## Data shown:
/---

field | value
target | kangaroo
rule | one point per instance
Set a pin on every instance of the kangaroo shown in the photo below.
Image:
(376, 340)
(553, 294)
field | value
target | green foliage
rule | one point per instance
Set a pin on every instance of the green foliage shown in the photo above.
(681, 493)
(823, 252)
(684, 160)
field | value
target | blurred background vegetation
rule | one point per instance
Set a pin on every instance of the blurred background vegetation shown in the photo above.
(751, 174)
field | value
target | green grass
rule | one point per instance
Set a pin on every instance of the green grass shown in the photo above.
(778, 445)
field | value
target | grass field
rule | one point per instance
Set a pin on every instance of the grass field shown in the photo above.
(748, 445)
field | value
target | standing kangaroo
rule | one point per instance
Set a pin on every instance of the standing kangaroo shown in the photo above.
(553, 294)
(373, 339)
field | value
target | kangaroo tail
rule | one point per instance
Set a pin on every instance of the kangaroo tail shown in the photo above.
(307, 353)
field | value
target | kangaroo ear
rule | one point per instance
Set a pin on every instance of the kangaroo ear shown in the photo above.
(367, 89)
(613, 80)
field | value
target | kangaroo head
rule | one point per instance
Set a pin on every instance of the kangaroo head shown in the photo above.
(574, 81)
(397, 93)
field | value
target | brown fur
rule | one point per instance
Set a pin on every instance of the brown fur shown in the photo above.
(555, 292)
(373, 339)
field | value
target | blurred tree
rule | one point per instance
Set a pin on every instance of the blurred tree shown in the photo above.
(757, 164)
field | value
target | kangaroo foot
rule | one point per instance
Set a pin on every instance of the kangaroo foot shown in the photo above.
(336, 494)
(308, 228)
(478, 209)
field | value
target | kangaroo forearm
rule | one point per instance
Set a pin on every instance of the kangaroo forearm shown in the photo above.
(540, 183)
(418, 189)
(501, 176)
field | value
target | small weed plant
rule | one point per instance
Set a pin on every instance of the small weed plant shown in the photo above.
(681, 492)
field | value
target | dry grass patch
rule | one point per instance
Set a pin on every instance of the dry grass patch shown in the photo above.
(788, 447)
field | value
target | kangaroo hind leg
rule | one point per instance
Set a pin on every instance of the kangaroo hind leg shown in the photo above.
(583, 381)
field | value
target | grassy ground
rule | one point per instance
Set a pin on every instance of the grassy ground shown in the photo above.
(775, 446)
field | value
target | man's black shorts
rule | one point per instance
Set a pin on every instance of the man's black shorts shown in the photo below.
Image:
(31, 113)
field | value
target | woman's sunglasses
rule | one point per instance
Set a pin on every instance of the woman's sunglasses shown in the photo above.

\---

Transcribe each entry precisely, missing none.

## Exercise output:
field | value
target | kangaroo
rule | one point per instance
Set a pin on every instance of the kangaroo shown in the photo below.
Image:
(376, 340)
(553, 294)
field | value
target | green foliage
rule | one point per instance
Set a pin on every instance of the green foliage shown in the photo above.
(681, 493)
(823, 252)
(684, 160)
field | value
target | blurred background vegetation
rule | one point per instance
Set a pin on every instance of the blurred background vegetation shown in the photo above.
(751, 174)
field | value
target | green grass
rule | one point per instance
Set a pin on every instance of the green grass shown in the photo above.
(778, 445)
field | value
target | grass field
rule | one point per instance
Set a pin on every instance of the grass field shown in the photo above.
(748, 445)
field | value
target | standing kangaroo
rule | one point per instance
Set a pin on every instance of the standing kangaroo shown in the photo above.
(553, 294)
(373, 339)
field | value
target | kangaroo tail
rule | one point per instance
Set a pin on every instance of the kangaroo tail shown in the photo above.
(307, 353)
field | value
target | kangaroo ear
rule | one point per instance
Set a pin on every instance of the kangaroo ear shown in the photo above.
(367, 89)
(613, 80)
field | value
target | kangaroo head
rule | one point per instance
Set a pin on every instance of the kangaroo head shown in the photo above.
(574, 81)
(397, 93)
field | value
target | brown fur
rule | one point per instance
Set a pin on every instance of the brown fur shown in the photo above.
(555, 292)
(373, 339)
field | value
target | blurred tree
rule | one point per instance
Set a pin on every instance of the blurred tree shown in the photo above.
(757, 164)
field | value
target | kangaroo foot
rule | one point per instance
Set a pin on every instance of the kangaroo foot shown in the photo above.
(336, 494)
(308, 228)
(478, 209)
field | value
target | kangaroo forearm
rule | one point per instance
Set a pin on every instance of the kangaroo forearm shown in the photo above.
(540, 183)
(418, 189)
(501, 176)
field | value
target | small weed plant
rule | one point per instance
Set a pin on every instance of the small weed plant shown in the photo above.
(681, 492)
field | value
target | dry grass patch
rule | one point per instance
Set a pin on every instance of the dry grass patch shown in the photo above.
(788, 447)
field | value
target | kangaroo hind leg
rule | one point per instance
Set a pin on every instance of the kangaroo hind leg shown in the photo above.
(583, 381)
field | value
target | grassy ground
rule | one point per instance
Set a pin on every instance of the grassy ground shown in the photo above.
(775, 446)
field | value
target | man's black shorts
rule | one point per instance
Set a pin on every instance of the man's black shorts shown in the photo below.
Image:
(31, 113)
field | value
target | woman's sunglasses
rule | one point per instance
Set a pin on every instance of the woman's sunglasses shown in the photo above.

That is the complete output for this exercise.